Standing Committee on Home Affairs
- Country: India

Leadership
- Chaiperson: Radha Mohan Das Agarwal
- Chairperson party: Bharatiya Janata Party
- Appointer: Lok sabha Speaker

Structure
- Seats: 31 Lok Sabha : 21 Rajya Sabha : 10

= Standing Committee on Home Affairs =

Committee of Indian Parliament for legislative oversight

The Parliamentary Standing Committee on Home Affairs (SCOHA) is a department related standing committee (DRSC) of selected members of parliament, constituted by the Parliament of India, for the purpose of legislative oversight of the domestic policy, internal security and decision making of the Ministry of Home Affairs. It is one of the 24 DRSCs that have been mandated with the onerous task of ministry specific oversight.

The committee currently is headed by MP Radha Mohan Das Agarwal.

== Current composition ==
Each of the committees have 31 members – 21 from Lok Sabha and 10 from Rajya Sabha. These members are to be nominated by the Speaker of Lok Sabha or the Chairman of Rajya Sabha respectively. The term of office of these committees does not exceed one year. These committees are serviced either by Lok Sabha secretariat or the Rajya Sabha secretariat, depending on who has appointed the chairman of that committee.

Following are the members of the Parliamentary Standing Committee on Home Affairs
Keys: = 31 members

21 Members from 18th Lok Sabha; tenure – September 2024-25
Sr. No.: Portrait; Name; Constituency, state; Party
1: Ashish Dubey; Jabalpur, Madhya Pradesh; BJP
2: Satish Kumar Gautam; Aligarh, Uttar Pradesh
3: Naveen Jindal; Kurukshetra, Haryana
4: Jyotirmay Singh Mahato; Purulia, West Bengal
5: Kalaben Delkar; Dadra and Nagar Haveli
6: B. Y. Raghavendra; Shimoga, Karnataka
7: Vishnu Dayal Ram; Palamu, Jharkhand
8: Jai Parkash; Hisar, Haryana; INC
9: Sukhjinder Singh Randhawa; Gurdaspur, Punjab
10: Muhammed Hamdulla Sayeed; Lakshadweep
11: Amrinder Singh Raja Warring; Ludhiana, Punjab
12: Kakoli Ghosh Dastidar; Barasat, West Bengal; AITC
13: Mala Roy; Kolkata Dakshin, West Bengal
14: Kesineni Chinni; Vijayawada, Andhra Pradesh; TDP
15: Krishna Prasad Tenneti; Bapatla, Andhra Pradesh
16: Dayanidhi Maran; Chennai Central, Tamil Nadu; DMK
17: Anil Desai; Mumbai South Central, Maharashtra; SS(UBT)

* Supplied records
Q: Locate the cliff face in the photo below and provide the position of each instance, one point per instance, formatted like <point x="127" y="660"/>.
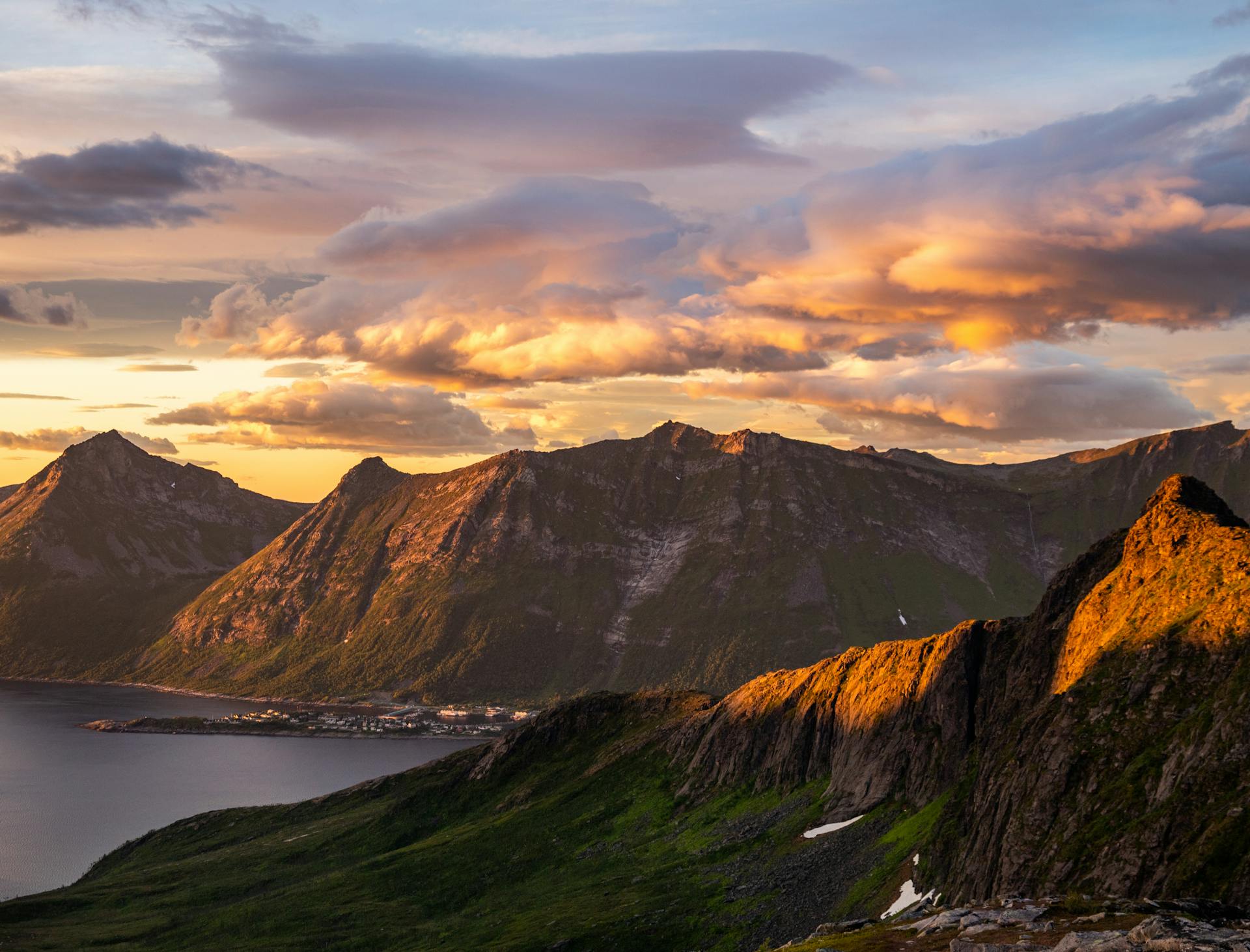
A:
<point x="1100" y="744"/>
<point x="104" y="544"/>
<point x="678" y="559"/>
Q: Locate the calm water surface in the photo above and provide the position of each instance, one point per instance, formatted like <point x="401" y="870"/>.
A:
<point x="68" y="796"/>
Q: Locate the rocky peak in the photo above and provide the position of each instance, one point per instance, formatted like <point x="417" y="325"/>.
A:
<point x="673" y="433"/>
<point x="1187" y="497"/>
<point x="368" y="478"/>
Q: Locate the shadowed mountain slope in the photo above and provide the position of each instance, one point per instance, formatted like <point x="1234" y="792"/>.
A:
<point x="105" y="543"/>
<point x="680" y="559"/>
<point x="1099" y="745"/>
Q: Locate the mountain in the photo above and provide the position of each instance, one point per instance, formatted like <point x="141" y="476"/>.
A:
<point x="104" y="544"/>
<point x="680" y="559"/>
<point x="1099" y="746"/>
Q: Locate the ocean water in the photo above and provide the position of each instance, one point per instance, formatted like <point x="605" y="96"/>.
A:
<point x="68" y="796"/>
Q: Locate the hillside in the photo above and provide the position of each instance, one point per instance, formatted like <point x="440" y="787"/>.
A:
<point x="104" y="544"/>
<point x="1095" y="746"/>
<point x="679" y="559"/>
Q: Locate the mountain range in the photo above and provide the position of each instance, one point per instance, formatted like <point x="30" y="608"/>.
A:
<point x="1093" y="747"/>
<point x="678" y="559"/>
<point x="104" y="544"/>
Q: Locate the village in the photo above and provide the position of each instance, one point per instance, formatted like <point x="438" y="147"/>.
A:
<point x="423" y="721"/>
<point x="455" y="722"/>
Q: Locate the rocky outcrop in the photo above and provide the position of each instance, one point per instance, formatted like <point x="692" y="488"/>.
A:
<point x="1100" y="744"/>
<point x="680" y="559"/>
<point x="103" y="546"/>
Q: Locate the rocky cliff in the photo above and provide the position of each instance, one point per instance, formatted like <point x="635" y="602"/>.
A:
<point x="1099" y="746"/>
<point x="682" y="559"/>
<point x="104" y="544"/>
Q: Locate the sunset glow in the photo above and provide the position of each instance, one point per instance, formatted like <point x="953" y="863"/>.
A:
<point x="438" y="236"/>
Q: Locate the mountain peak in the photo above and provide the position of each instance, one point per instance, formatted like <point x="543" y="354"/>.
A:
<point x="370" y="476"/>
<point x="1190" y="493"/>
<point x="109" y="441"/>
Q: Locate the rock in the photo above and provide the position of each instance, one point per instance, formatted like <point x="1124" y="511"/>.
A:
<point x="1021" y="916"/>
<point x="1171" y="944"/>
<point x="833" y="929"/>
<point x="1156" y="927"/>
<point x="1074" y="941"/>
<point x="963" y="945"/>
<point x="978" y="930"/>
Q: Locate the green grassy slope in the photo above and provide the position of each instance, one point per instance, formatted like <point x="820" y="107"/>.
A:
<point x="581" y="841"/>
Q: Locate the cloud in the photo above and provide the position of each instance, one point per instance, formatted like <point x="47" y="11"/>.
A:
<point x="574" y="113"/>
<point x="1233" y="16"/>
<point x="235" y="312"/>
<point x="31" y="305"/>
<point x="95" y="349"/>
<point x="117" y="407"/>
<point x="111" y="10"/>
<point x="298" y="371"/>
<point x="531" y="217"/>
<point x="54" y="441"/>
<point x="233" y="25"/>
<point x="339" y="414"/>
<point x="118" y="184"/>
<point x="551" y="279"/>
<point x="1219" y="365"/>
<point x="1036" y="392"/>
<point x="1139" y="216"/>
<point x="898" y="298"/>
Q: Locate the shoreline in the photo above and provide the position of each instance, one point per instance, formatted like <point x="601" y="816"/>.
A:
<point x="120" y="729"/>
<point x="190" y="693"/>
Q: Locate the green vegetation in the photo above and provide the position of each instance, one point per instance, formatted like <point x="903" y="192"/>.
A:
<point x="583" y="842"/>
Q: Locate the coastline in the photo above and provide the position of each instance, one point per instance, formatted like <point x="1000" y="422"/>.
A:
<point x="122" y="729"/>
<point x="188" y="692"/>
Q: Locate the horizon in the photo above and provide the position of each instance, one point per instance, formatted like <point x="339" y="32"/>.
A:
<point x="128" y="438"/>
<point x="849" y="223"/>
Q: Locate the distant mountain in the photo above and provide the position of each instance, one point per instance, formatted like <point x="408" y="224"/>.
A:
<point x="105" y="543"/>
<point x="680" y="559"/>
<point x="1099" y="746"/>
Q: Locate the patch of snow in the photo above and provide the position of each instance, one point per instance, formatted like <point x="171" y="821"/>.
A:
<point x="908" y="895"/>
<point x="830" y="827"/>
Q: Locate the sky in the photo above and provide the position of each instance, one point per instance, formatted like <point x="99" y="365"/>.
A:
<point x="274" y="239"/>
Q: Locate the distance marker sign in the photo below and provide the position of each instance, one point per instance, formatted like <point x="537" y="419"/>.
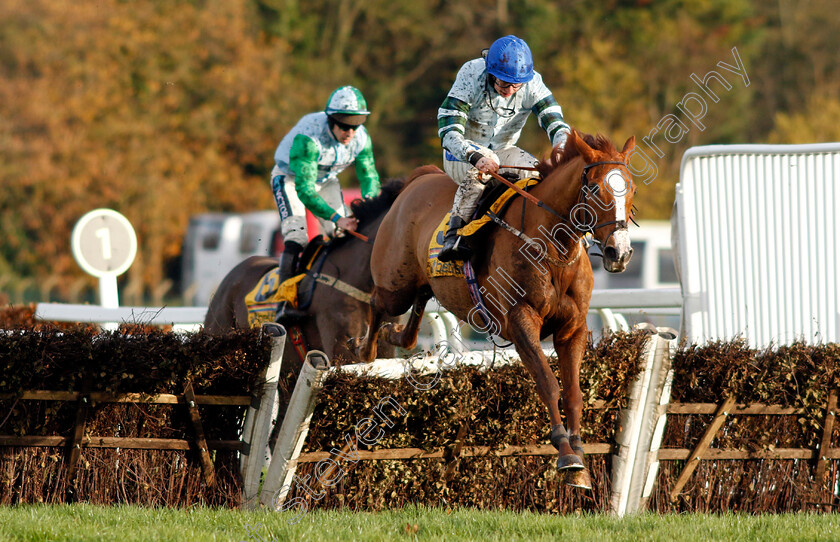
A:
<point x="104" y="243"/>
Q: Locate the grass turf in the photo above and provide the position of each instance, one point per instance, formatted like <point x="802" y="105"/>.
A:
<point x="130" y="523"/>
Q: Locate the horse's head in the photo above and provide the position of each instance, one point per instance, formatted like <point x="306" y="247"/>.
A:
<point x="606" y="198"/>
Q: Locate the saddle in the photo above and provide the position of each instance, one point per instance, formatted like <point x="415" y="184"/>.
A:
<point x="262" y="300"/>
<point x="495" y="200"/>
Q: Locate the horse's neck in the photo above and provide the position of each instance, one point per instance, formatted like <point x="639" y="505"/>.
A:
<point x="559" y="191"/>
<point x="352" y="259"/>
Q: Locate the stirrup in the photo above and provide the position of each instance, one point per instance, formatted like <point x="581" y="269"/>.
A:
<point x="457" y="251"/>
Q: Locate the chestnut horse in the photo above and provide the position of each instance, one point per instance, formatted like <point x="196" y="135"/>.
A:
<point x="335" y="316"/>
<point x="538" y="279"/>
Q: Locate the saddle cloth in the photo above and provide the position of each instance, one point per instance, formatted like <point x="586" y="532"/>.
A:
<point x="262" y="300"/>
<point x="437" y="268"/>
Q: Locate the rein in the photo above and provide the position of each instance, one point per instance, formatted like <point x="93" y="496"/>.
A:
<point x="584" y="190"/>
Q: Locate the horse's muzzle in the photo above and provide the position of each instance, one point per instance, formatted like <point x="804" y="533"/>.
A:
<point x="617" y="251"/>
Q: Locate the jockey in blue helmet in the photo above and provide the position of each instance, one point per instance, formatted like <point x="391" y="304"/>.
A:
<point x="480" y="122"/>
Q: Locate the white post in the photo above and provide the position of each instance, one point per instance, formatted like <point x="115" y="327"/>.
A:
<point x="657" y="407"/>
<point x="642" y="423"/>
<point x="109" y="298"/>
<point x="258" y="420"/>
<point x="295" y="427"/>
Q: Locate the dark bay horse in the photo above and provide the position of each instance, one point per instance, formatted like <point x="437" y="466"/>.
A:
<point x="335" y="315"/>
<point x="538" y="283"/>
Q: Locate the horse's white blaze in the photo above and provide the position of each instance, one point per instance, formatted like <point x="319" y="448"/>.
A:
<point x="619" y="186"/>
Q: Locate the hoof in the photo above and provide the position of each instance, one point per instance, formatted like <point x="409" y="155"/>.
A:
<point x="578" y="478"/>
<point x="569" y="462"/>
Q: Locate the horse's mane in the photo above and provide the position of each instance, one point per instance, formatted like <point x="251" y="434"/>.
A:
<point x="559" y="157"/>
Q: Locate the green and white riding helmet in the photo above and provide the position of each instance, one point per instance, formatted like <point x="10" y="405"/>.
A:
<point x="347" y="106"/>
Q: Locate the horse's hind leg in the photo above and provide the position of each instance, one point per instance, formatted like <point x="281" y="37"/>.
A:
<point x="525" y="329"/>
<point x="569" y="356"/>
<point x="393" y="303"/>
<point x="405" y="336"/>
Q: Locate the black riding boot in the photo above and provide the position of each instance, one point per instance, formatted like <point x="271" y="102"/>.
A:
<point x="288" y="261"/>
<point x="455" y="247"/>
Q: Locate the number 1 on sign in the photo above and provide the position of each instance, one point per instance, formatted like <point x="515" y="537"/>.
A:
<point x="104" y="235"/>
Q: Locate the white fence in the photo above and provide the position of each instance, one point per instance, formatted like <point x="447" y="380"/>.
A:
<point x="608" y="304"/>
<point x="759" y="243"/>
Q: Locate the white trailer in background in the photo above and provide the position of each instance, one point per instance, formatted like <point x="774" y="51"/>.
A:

* Tasks and exercises
(1) From the Home Affairs committee text, list every party abbreviation that appears in the member list.
(2) Using the Home Affairs committee text, explain in one to three sentences why Parliament set up the committee.
(3) Carry on the Home Affairs committee text from the point where it stops.
The rows aren't needed for any of this.

* Responses per task
(1) BJP, INC, AITC, TDP, DMK, SS(UBT)

(2) The Parliament of India constituted it for legislative oversight of the Ministry of Home Affairs. That oversight covers the ministry's domestic policy, internal security and decision making.

(3)
18: Dhairyasheel Sambhajirao Mane; Hatkanangle, Maharashtra; SS
19: Supriya Sule; Baramati, Maharashtra; NCP(SP)
20: Chandrashekhar Azad; Nagina, Uttar Pradesh; ASP(KR)
21: Vacant
Notes

10 Members from the Rajya Sabha
| Sr. No. | Name | State Legislature | Party |  |
| 1 | Radha Mohan Das Agarwal | Uttar Pradesh | BJP |  |
| 2 | Nabam Rebia | Arunachal Pradesh |
| 3 | Neeraj Shekhar | Uttar Pradesh |
| 4 | Samik Bhattacharya | West Bengal |
| 5 | Ajay Maken | Karnataka | INC |  |
| 6 | Derek O'Brien | West Bengal | AITC |  |
| 7 | Sanjay Yadav | Bihar | RJD |  |
| 8 | Haris Beeran | Kerala | IUML |  |
| 9 | G. K. Vasan | Tamil Nadu | TMC |  |
| 10 | Kapil Sibal | Uttar Pradesh | IND |  |

== Comments and reports ==

=== Tek Fog ===
In January 2022, MP Derek O'Brien (Trinamool Congress) and a member of the Parliamentary Standing Committee on Home Affairs wrote to Anand Sharma, head of the committee to discuss the secret app "Tek Fog" that "has serious ramifications and could jeopardise national security". He wrote, "This application is capable of penetrating encrypted messaging platforms and secure social media conversations, in order to heavily manipulate and exploit narratives on said platforms."

On 12 January, Congress leader and leader of the party in the Lok Sabha Adhir Ranjan Chowdhury also wrote to the chairman of the Parliamentary Standing Committee on Home Affairs, Anand Sharma, asking the committee discuss the "Violative Software Application 'Tek Fog'", in their next meeting.

The Parliamentary standing committee asked the Union Home Ministry to provide information about the 'Tek Fog' app that was allegedly used for manipulating social media trends. On 12 February, responding to the request, MoS for Electronics and Information Technology Rajeev Chandrasekhar said, "The ministry has searched for the app on all prominent app stores and APK stores and could not find so called app in any of these online stores."

===Police reforms===
In 2022, the committee submitted to Rajya Sabha, its report titled "Police — Training, Modernisation and Reforms", the committee expressed concern about the low representation of women in police forces, at only 10.30%.

== Chairpersons ==

| Sr. No. | Name | Term of office | Terms | Political party (Alliance) |  |
|---|---|---|---|---|---|
| - | Anand Sharma | 2019–Present | 3 | INC |  |

== See also ==

- 17th Lok Sabha
- Estimates Committee
- Committee on Public Undertakings
- Public Accounts Committee (India)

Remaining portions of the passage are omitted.